YOUR GOAL - Find the word "flower" in the listing below. Copy every line that has it.

-------------------------

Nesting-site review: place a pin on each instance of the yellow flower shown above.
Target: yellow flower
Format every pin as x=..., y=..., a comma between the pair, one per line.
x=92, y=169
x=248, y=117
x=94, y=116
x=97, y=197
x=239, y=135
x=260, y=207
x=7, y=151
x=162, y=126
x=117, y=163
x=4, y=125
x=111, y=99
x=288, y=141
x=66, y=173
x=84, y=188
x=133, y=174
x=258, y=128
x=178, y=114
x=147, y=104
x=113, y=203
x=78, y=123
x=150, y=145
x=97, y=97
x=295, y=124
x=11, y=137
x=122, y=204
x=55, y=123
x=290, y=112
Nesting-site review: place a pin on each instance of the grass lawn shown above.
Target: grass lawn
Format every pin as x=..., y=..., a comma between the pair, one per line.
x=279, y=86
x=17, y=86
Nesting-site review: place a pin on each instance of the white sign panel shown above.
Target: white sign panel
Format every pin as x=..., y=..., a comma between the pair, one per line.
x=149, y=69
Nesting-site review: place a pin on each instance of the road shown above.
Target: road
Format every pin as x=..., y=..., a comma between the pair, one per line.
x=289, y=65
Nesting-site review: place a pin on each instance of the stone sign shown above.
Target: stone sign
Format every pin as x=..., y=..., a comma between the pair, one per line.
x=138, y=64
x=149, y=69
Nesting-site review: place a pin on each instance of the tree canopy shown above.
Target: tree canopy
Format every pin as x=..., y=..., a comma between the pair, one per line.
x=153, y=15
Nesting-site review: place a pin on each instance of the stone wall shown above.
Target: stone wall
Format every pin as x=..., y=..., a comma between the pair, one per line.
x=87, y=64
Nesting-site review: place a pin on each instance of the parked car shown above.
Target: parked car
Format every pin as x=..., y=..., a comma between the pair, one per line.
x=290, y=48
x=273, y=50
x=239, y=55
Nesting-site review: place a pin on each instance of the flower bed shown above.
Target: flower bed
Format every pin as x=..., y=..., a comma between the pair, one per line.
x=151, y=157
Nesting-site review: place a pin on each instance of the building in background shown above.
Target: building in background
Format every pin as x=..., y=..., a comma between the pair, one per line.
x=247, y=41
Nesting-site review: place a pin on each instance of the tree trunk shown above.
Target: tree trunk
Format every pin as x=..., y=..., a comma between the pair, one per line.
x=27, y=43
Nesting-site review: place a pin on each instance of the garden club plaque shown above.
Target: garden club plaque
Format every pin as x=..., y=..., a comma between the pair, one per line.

-------------------------

TASK OUTPUT -
Nesting-site review: place a pin on each instance of the yellow flower shown above.
Target: yellow flower
Nesting-site review: place a pin on each instance of the flower bed shown above.
Target: flower bed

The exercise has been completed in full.